Instrucción 1:
Actualiza las entradas comenzando en la línea que contiene "target | white tank top" y terminando en el final de las entradas, ambos extremos incluidos. Cambia "window" por "skylight" y deja todo lo demás igual.

No hay otra luz en la calle 15 de San José más que la del alumbrado público. La sorpresa es grande.
Es domingo por la noche y Tobías Ovares –el crítico de teatro de La Nación– y yo encontramos la fachada del Teatro Arlequín con los portones cerrados. Un par de hombres se lanzan pedradas en la línea del ferrocarril que está sobre la avenida y el temor se acrecienta en una calle en la que la soledad se multiplica.
“¿Sabés qué habrá pasado?”, me pregunta Tobías con pupilas dilatadas. “No sé”, le contesto, “voy a llamar a don William”.
Busco entre mis contactos de celular a William Esquivel, el director de Dos arriba y una abajo, la obra que planeamos ver. Llamo a su número porque don William no solo tiene a cargo la dirección artística de la pieza teatral, sino que también es el dueño del Teatro Arlequín.
“Aló, don William. Viera que, como le había comentado, ya estamos en el teatro, pero está todo cerrado”, le digo, mientras quedo a la espera de una respuesta. Tobías mantiene su mirada en mi teléfono, como si también pudiera escuchar la conversación.
“Ahhh sí, es que viera que se nos metieron unos goterones y todo el equipo se dañó, pero no se preocupen. Pueden venir el próximo viernes”, responde don William con su pausada voz.
“Está bien, don William”, le respondo, “pero siempre nos podremos ver mañana para la entrevista?”.
Él me responde que sin dudas.
Cuelgo e intercambio miradas con Tobías. Nos resulta paradójico el escenario: han pasado catorce años desde que Dos arriba y uno abajo entró en cartelera y justo el día que decidimos mirarla por primera vez, no hemos podido verla.
“Tranquilo”, me dice Tobías. “Son gajes del oficio. Habrá que esperar hasta el viernes”.
“Pues así será”, contesto.
* * *
Hoy es lunes y, cuando estoy en la acera del Teatro Arlequín, la situación no es tan diferente: los portones del recinto están cerrados con la diferencia de que la luz de las nueve de la mañana aleja cualquier temor parecido al vivido ayer.
De nuevo, busco el contacto de don William en mi celular y lo llamo.
“¿Pero cómo no me ve?”, me dice don William con tono amable. “Estoy justo detrás de usted”.

Material mostrado:
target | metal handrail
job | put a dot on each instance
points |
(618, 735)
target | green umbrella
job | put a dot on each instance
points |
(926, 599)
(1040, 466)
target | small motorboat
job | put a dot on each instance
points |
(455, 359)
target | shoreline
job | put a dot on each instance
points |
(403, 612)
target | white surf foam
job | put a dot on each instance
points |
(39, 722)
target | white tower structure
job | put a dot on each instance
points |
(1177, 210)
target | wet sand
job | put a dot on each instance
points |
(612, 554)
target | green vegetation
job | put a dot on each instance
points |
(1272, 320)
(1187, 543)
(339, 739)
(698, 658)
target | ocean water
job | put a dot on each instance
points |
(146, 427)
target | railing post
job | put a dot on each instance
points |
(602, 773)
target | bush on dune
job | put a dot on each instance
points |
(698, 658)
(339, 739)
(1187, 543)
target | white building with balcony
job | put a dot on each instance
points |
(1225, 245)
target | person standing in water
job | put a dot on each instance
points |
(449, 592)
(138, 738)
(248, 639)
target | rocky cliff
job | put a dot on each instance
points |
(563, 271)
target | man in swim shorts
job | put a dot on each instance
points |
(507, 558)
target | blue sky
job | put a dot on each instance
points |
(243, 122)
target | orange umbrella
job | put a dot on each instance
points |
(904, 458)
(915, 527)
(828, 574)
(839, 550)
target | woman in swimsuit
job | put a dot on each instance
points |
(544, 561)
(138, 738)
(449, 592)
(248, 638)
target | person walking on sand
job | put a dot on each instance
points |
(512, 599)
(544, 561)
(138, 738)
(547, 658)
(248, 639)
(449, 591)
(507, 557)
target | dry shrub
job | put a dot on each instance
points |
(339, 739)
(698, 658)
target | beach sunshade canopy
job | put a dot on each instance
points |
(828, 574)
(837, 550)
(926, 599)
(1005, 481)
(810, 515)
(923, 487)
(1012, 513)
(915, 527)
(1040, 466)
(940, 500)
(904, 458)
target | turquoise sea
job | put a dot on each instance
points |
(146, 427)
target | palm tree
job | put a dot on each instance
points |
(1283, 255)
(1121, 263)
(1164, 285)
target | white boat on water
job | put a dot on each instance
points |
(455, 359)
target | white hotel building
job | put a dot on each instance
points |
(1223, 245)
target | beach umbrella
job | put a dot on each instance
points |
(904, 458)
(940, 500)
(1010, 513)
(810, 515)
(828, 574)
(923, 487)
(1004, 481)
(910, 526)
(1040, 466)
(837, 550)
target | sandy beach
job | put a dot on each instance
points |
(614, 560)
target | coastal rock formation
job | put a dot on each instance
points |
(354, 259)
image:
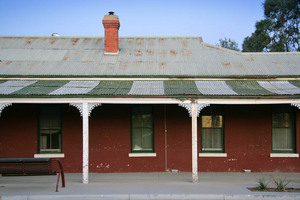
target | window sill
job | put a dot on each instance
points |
(132, 155)
(284, 155)
(50, 155)
(212, 154)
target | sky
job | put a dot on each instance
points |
(210, 19)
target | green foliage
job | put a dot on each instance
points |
(262, 184)
(259, 40)
(280, 184)
(229, 44)
(279, 31)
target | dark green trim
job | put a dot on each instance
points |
(293, 113)
(258, 77)
(131, 137)
(112, 88)
(223, 134)
(295, 83)
(248, 88)
(39, 129)
(172, 88)
(41, 88)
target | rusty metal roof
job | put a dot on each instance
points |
(138, 57)
(41, 88)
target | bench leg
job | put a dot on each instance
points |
(57, 182)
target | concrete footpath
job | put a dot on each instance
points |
(146, 186)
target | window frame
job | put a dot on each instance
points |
(204, 112)
(39, 130)
(131, 130)
(292, 112)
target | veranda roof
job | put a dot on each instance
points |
(138, 57)
(145, 88)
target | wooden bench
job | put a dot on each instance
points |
(31, 167)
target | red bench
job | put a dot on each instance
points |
(31, 167)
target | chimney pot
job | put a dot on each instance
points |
(111, 25)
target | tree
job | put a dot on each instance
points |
(279, 31)
(229, 44)
(259, 40)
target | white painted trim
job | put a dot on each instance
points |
(284, 155)
(147, 101)
(52, 155)
(149, 79)
(212, 154)
(111, 53)
(134, 155)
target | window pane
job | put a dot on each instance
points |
(147, 139)
(212, 139)
(137, 138)
(212, 121)
(50, 128)
(142, 128)
(282, 139)
(212, 129)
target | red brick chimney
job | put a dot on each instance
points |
(111, 25)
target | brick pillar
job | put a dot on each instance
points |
(111, 25)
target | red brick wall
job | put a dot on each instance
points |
(247, 139)
(18, 132)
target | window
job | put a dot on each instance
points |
(212, 131)
(283, 129)
(141, 128)
(50, 129)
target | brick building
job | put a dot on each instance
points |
(148, 104)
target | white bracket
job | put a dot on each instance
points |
(189, 108)
(296, 105)
(91, 106)
(4, 105)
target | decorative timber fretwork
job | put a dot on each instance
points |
(4, 105)
(296, 105)
(189, 108)
(79, 106)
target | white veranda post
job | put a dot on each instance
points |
(85, 110)
(194, 110)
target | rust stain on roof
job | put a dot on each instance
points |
(75, 41)
(52, 41)
(162, 65)
(138, 52)
(29, 41)
(7, 62)
(140, 41)
(173, 52)
(130, 41)
(226, 64)
(186, 52)
(184, 43)
(149, 52)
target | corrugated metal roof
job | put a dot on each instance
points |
(19, 88)
(214, 88)
(138, 56)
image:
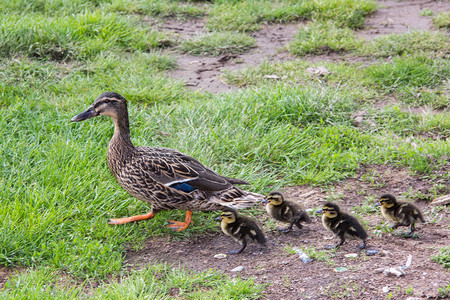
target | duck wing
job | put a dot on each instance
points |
(173, 168)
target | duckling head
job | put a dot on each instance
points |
(228, 216)
(107, 104)
(330, 210)
(387, 200)
(274, 198)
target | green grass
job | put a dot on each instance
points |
(317, 38)
(153, 282)
(247, 15)
(442, 20)
(81, 36)
(217, 43)
(299, 128)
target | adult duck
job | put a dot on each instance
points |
(163, 177)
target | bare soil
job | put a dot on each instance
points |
(288, 278)
(283, 272)
(204, 73)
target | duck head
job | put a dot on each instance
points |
(387, 201)
(274, 198)
(228, 216)
(330, 210)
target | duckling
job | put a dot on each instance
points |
(239, 228)
(341, 224)
(163, 177)
(403, 213)
(285, 211)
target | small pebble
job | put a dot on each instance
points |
(394, 271)
(237, 269)
(371, 252)
(351, 255)
(340, 269)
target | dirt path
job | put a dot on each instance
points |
(201, 72)
(284, 273)
(288, 278)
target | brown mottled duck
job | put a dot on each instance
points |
(403, 213)
(163, 177)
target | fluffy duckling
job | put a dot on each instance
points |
(239, 228)
(403, 213)
(285, 211)
(342, 224)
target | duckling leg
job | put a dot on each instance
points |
(287, 229)
(413, 228)
(363, 245)
(244, 244)
(327, 247)
(298, 224)
(179, 226)
(131, 219)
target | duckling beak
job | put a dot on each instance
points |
(87, 114)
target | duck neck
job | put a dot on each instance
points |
(120, 145)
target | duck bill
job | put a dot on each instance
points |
(87, 114)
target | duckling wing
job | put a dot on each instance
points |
(173, 168)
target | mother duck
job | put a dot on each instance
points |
(165, 178)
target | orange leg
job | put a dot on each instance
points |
(179, 226)
(131, 219)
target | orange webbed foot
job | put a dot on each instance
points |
(131, 219)
(180, 226)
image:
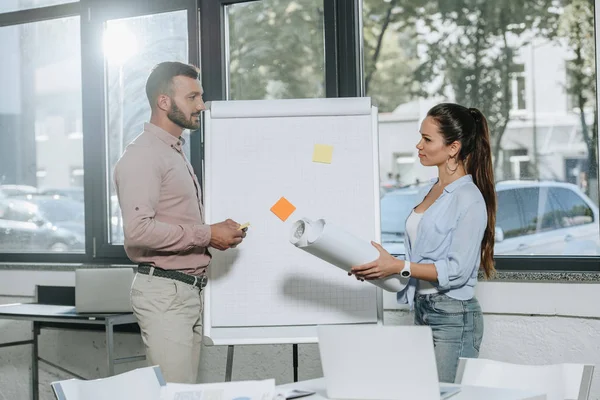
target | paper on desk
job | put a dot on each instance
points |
(244, 390)
(336, 246)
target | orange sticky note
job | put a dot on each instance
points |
(323, 153)
(283, 209)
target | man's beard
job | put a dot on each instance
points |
(178, 118)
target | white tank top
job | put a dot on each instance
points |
(412, 224)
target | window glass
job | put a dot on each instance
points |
(40, 135)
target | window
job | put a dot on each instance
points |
(41, 81)
(518, 87)
(276, 50)
(509, 217)
(16, 5)
(509, 63)
(132, 46)
(575, 211)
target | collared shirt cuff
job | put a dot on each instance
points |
(202, 235)
(442, 269)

Instrucción 2:
Indica si cada afirmación concuerda con la crónica sobre el Teatro Arlequín. Responde sí o no y cita literalmente las palabras del texto que lo deciden.
(a) Tobías Ovares es el crítico de teatro de La Nación.
(b) El equipo del teatro se dañó por un incendio.
(c) La visita del lunes al teatro ocurre de noche.

Respuesta correcta 1:
target | white tank top
job | put a dot on each instance
points |
(412, 224)
target | skylight glass
job | put a dot on each instance
points |
(40, 135)
target | skylight
job | put a dot on each instance
points |
(41, 81)
(518, 87)
(276, 50)
(509, 217)
(16, 5)
(509, 63)
(132, 46)
(575, 211)
target | collared shirt cuff
job | put a dot on each instance
points |
(202, 235)
(442, 269)

Respuesta correcta 2:
(a) Sí: «Tobías Ovares –el crítico de teatro de La Nación–».
(b) No: «se nos metieron unos goterones y todo el equipo se dañó».
(c) No: «la luz de las nueve de la mañana aleja cualquier temor parecido al vivido ayer».